─── EXTRACTED INFORMATION

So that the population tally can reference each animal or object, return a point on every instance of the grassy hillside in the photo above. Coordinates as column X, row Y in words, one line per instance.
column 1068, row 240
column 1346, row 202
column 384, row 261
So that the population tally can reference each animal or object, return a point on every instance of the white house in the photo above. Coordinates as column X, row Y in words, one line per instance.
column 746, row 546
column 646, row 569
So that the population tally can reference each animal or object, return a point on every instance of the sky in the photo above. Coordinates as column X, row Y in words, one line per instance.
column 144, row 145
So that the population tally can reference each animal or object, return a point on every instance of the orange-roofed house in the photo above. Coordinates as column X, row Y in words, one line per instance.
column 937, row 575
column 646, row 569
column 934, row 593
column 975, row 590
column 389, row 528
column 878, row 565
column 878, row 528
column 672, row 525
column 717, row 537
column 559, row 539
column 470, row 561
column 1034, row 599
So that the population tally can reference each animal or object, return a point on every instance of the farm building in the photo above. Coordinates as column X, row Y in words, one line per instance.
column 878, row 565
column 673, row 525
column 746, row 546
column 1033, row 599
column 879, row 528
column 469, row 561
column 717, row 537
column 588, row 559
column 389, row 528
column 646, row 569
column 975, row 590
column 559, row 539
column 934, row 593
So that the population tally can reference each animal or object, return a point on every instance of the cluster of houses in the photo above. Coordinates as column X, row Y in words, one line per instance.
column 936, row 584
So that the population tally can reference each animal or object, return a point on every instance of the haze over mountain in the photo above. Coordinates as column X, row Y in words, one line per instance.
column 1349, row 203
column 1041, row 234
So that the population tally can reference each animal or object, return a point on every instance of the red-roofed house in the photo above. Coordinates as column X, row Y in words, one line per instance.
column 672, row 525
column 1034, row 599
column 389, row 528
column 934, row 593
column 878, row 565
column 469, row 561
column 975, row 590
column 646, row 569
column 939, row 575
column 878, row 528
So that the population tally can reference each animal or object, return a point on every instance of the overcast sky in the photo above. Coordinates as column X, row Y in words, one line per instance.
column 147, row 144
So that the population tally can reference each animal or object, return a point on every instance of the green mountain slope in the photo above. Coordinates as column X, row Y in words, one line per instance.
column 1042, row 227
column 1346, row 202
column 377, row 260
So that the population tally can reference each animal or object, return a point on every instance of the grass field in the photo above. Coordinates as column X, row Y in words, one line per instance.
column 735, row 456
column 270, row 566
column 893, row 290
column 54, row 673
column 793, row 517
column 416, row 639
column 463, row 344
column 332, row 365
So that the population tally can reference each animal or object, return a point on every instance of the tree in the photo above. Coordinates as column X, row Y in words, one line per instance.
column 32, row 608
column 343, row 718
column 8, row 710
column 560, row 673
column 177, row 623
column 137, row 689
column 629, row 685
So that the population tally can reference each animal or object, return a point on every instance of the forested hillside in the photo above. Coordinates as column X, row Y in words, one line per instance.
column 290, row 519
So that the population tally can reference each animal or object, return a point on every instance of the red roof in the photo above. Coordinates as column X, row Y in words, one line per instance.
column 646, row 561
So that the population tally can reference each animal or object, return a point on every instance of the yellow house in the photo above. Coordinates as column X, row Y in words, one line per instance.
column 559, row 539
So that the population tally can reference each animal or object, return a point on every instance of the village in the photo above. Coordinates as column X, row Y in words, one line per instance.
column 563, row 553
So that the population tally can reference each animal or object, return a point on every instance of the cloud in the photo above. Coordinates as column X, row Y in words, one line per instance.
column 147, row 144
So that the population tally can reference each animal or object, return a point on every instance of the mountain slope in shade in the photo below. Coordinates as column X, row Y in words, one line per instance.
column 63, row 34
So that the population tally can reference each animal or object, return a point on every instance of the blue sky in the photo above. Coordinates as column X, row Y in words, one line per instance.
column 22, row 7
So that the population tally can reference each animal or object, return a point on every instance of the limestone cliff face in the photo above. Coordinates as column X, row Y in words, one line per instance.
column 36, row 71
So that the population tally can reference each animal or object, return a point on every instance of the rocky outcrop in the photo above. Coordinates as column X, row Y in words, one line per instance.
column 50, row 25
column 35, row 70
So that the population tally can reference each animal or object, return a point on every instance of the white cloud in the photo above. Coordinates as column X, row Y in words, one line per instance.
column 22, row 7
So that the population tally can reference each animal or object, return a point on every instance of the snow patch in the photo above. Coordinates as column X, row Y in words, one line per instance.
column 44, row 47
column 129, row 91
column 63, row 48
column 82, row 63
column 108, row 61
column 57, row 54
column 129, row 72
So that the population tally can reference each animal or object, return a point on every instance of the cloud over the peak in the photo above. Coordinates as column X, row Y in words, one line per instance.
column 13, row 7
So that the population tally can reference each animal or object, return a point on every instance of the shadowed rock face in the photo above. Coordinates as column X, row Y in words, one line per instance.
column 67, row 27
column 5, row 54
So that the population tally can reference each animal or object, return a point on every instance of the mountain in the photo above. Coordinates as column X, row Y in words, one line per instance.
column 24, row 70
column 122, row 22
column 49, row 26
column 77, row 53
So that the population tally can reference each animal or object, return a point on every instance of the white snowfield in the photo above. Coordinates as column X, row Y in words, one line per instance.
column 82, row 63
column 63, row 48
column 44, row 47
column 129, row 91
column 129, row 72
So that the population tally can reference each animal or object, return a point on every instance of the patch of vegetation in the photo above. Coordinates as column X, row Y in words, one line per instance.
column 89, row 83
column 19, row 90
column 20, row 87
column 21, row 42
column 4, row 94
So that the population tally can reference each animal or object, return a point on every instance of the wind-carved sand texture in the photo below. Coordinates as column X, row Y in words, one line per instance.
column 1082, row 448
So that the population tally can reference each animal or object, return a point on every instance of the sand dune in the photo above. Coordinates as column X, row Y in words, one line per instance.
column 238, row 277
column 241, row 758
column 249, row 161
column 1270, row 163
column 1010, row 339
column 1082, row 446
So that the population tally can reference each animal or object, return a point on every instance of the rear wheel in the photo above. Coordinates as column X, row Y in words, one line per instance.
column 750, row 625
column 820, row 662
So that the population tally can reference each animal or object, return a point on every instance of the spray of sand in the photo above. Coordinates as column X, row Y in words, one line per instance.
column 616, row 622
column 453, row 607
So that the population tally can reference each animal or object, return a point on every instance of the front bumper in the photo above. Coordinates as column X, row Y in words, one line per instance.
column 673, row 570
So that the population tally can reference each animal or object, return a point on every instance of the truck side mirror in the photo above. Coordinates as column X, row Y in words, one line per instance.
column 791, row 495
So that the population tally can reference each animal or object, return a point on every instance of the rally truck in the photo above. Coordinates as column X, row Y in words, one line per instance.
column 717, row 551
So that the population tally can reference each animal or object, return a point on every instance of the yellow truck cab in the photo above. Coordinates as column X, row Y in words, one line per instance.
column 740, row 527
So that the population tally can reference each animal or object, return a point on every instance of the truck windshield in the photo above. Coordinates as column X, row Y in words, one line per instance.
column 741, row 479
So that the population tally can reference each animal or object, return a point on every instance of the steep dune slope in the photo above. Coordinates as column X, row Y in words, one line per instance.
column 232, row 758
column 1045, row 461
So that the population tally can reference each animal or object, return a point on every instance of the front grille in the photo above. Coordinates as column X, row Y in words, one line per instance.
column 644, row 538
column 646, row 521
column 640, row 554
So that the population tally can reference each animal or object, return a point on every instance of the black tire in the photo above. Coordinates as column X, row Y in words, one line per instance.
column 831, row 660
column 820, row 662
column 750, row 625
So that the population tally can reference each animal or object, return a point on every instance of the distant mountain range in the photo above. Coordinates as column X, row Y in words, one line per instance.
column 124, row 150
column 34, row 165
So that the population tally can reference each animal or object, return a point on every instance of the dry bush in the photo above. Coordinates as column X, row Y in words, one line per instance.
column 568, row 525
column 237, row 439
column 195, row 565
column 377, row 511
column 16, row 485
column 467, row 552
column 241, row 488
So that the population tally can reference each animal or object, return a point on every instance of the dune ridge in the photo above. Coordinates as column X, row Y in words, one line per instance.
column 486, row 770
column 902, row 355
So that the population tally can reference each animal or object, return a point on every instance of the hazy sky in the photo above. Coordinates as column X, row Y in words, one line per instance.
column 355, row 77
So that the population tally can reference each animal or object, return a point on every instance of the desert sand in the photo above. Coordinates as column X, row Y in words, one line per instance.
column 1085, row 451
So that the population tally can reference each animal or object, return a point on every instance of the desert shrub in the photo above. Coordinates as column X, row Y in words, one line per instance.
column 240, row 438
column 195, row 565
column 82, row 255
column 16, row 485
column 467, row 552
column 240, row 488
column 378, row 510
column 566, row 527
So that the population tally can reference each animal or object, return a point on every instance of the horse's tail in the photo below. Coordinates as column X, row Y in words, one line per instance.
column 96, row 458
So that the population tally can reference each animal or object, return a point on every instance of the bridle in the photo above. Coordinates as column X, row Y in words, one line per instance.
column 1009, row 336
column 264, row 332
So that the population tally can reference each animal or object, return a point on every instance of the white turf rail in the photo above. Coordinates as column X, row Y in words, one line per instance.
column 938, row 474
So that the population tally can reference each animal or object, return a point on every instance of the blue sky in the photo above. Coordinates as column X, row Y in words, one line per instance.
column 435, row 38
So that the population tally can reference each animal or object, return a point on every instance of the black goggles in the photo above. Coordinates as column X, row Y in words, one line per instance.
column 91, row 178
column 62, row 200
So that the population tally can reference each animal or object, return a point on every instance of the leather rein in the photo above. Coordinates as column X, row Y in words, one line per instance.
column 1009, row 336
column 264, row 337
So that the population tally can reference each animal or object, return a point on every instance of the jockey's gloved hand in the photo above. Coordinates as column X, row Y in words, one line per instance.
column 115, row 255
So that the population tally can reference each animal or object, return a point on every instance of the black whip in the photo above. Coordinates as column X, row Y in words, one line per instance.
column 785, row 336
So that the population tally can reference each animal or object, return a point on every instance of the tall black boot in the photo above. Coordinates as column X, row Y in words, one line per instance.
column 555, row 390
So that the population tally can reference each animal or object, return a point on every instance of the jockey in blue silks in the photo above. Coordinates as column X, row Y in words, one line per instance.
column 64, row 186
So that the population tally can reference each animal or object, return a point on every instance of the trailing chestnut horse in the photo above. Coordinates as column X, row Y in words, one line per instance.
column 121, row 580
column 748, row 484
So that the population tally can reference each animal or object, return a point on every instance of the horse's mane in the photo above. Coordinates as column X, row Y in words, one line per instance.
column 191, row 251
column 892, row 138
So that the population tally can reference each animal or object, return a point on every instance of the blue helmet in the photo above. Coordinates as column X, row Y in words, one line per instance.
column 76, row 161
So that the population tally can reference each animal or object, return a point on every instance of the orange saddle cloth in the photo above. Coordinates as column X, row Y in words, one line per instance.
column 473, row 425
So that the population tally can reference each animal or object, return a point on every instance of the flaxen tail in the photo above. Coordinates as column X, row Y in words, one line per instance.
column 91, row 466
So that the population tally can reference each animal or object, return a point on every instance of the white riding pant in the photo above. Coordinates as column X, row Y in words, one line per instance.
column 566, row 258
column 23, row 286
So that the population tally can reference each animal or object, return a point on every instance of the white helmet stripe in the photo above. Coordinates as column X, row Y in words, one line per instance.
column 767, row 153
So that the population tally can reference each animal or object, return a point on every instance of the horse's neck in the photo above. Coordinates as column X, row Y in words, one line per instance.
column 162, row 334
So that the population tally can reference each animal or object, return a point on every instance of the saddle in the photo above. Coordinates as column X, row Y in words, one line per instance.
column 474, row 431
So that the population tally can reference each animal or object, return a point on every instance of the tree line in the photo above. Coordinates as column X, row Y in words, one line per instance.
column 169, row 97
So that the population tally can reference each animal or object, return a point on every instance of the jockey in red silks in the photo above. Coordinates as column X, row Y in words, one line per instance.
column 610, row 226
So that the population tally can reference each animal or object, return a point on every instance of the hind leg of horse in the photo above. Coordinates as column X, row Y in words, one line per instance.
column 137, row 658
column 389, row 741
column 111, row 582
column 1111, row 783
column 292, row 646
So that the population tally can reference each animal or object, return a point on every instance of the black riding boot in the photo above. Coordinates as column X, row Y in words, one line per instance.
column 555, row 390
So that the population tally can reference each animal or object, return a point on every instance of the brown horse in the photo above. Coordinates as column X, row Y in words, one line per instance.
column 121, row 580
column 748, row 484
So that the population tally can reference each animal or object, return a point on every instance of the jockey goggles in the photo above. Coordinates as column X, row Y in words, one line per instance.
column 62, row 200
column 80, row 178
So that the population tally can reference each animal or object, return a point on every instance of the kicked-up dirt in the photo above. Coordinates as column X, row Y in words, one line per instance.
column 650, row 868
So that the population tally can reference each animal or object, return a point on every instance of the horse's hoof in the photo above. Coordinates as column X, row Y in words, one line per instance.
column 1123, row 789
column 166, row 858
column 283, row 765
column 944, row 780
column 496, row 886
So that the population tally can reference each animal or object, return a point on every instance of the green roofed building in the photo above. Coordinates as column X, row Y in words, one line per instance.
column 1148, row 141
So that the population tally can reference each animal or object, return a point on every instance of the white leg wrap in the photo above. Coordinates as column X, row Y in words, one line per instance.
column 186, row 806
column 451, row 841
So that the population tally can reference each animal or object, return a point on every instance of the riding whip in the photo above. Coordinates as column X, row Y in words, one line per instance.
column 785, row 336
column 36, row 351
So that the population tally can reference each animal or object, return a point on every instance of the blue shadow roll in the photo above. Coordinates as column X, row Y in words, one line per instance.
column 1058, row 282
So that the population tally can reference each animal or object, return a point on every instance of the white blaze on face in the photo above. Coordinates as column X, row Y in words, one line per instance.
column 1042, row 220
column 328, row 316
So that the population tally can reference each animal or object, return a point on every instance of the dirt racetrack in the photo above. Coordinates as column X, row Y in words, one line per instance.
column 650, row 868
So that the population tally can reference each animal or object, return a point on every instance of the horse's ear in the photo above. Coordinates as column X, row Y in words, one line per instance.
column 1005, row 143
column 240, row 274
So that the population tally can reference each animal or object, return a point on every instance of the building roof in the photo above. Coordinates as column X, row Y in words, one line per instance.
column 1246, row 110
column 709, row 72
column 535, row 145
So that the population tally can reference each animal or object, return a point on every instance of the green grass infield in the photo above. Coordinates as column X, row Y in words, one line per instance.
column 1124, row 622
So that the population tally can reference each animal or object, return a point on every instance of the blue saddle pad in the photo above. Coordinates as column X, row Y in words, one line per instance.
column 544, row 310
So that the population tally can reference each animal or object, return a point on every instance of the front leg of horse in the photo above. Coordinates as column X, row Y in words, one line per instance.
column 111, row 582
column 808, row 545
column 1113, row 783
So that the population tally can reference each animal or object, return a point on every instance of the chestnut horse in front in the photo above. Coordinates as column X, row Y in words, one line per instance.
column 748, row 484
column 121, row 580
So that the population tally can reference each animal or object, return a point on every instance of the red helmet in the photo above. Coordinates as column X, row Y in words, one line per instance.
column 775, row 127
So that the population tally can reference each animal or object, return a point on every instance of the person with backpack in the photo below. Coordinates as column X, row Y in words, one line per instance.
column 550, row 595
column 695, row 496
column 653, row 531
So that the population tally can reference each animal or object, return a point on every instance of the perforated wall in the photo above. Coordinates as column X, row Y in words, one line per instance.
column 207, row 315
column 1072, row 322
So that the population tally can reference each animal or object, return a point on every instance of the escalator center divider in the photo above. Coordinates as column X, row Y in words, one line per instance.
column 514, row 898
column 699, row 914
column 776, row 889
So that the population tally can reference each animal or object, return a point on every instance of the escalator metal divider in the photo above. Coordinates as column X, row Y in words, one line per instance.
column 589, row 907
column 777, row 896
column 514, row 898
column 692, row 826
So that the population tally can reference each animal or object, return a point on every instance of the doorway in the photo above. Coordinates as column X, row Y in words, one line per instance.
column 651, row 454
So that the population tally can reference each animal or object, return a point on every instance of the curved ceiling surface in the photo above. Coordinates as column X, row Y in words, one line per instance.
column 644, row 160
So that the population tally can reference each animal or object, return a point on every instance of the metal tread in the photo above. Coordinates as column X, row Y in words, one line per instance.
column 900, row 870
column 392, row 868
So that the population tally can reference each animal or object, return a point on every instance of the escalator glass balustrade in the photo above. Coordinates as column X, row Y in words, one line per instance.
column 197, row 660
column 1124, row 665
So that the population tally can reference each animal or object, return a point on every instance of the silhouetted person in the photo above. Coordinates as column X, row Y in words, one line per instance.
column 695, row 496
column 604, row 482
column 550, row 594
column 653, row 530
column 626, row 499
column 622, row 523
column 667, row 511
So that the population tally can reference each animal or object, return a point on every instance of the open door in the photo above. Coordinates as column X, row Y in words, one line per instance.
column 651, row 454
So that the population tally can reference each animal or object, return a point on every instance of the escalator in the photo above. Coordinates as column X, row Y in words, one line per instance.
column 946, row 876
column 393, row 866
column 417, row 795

──────

**PROBLEM:** Give everything from the start of the entries down to the line containing "column 384, row 261" again, replacing "grassy hillside" with "green slope" and leaving all else unchanged.

**RESPONSE TO THE TASK:**
So that the population tally can reference each animal or object, return a point on every instance of the green slope in the photo above. Coordinates as column X, row Y in words, one line per instance.
column 1068, row 240
column 1346, row 202
column 384, row 261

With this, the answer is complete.